### TASKS AND EXERCISES
1) In the gardening passage, swap "wood chips" for "mulch" in the portion starting at "Since then I" and ending at "to property line.".
2) Answer these questions from the gardening passage, marking your answers (a), (b), (c):
(a) How long and how wide is the food forest area?
(b) Why did the pine tree have to be taken down?
(c) How many beet seeds were planted, and how many lived?
3) Can you rewrite the paragraph of the gardening passage that begins "I began a garden in a "U" shaped area" as a bulleted list that keeps its main facts?

### PASSAGE PROVIDED
++++
Since then I began to work on a food forest, a totally new concept to me, and I had two and one half truck loads of wood chips delivered (free) to spread over the area. It's an area about 60 ft long and 20 feet wide from house to property line.

I began a garden in a "U" shaped area where I had the logs from a pine tree moved to. I had to have the tree taken down due to it leaning toward the neighbors house and it would have been a hassle to leave it up, Anyway, I ended up with a 12 ft x 12 ft x 12 ft area that I began lasagna gardening in. 2 inches of cardboard, 2 inches of leaves, 2 inches of box store topsoil, 2 inches of hay, a layer of compost, and more hay and topsoil. Then I planted 6 collard plants, 3 jalapeno pepper plants, 3 hungarian pepper plants, three squash plants (from seed), four tomato plants from seed, two cherry tomatos and two larger ones from tomatos I bought at a veg stand. then I planted beet seeds, 18 of them, only 8 lived and are growing, the other previous plants are growing and beginning to produce fruit (or veggies, whatever).
++++
(Shape annotation entries)
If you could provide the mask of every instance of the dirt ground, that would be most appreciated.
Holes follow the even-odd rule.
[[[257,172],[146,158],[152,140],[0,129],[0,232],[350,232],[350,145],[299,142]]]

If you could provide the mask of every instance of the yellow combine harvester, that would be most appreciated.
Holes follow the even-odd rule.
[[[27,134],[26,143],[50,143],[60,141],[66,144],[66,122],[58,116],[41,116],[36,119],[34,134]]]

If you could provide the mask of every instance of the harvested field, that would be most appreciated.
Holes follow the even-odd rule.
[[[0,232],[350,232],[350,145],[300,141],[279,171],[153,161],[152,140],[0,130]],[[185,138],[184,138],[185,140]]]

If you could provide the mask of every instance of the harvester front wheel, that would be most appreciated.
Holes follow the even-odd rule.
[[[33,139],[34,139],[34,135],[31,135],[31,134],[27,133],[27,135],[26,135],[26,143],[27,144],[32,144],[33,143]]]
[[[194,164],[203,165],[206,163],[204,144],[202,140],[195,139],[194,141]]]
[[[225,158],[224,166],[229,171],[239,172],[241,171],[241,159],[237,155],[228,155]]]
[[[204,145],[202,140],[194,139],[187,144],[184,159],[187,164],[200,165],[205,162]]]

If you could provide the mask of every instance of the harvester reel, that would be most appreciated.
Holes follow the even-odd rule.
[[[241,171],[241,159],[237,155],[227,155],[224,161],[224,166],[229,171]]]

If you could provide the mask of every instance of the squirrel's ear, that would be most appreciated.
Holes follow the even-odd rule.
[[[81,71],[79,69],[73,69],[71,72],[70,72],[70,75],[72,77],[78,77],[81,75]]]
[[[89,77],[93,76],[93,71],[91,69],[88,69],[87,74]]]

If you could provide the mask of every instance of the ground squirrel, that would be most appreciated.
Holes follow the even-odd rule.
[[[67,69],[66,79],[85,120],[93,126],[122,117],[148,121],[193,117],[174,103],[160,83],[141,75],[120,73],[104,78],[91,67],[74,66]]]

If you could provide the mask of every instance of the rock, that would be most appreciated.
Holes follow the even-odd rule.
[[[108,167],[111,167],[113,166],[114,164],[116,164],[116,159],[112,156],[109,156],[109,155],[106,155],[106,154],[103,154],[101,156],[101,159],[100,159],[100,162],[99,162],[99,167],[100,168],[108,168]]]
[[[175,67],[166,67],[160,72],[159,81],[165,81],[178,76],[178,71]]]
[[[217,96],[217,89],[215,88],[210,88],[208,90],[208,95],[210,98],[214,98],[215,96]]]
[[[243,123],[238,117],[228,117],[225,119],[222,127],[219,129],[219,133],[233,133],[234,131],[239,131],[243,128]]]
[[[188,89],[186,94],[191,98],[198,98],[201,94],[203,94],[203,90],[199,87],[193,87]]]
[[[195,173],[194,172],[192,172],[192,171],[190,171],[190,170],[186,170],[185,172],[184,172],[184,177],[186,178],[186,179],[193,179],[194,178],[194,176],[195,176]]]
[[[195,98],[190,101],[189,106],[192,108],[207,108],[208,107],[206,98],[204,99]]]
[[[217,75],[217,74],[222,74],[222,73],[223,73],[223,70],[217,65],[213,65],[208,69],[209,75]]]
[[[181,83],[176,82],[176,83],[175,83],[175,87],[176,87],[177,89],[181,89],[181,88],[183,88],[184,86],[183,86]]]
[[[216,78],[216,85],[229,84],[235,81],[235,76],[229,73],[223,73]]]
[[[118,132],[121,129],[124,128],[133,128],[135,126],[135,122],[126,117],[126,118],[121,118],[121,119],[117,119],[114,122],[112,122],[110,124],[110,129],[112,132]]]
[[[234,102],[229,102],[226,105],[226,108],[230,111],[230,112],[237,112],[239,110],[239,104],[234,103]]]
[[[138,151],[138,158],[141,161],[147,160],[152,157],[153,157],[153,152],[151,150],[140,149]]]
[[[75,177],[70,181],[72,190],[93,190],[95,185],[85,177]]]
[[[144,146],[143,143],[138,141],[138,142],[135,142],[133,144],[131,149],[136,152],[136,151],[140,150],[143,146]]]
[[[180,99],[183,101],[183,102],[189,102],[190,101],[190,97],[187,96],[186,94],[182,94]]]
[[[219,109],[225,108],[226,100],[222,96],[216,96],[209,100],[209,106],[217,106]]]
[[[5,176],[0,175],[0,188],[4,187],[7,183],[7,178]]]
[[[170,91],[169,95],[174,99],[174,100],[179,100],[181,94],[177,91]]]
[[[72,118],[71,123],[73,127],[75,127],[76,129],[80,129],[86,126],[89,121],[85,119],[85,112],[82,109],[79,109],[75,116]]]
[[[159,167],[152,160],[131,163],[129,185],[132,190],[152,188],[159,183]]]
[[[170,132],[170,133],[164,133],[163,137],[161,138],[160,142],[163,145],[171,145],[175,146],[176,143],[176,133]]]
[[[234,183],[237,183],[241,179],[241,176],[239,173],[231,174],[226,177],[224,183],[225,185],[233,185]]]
++++
### FULL ANSWERS
1)
Since then I began to work on a food forest, a totally new concept to me, and I had two and one half truck loads of mulch delivered (free) to spread over the area. It's an area about 60 ft long and 20 feet wide from house to property line.

2)
(a) About 60 feet long and 20 feet wide.
(b) It was leaning toward the neighbors' house.
(c) 18 were planted; only 8 lived.

3)
- The garden is in a "U" shaped area where logs from a pine tree were moved.
- The tree was taken down because it leaned toward the neighbors' house.
- The result was a 12 ft x 12 ft x 12 ft area used for lasagna gardening.
- Layers: 2 inches each of cardboard, leaves, box store topsoil and hay, then compost, more hay and topsoil.
- Plantings: 6 collards, 3 jalapeno peppers, 3 Hungarian peppers, 3 squash (from seed) and 4 tomatoes from seed (2 cherry and 2 larger ones from tomatoes bought at a veg stand).
- 18 beet seeds were planted, and only 8 lived.
- The other plants are growing and beginning to produce.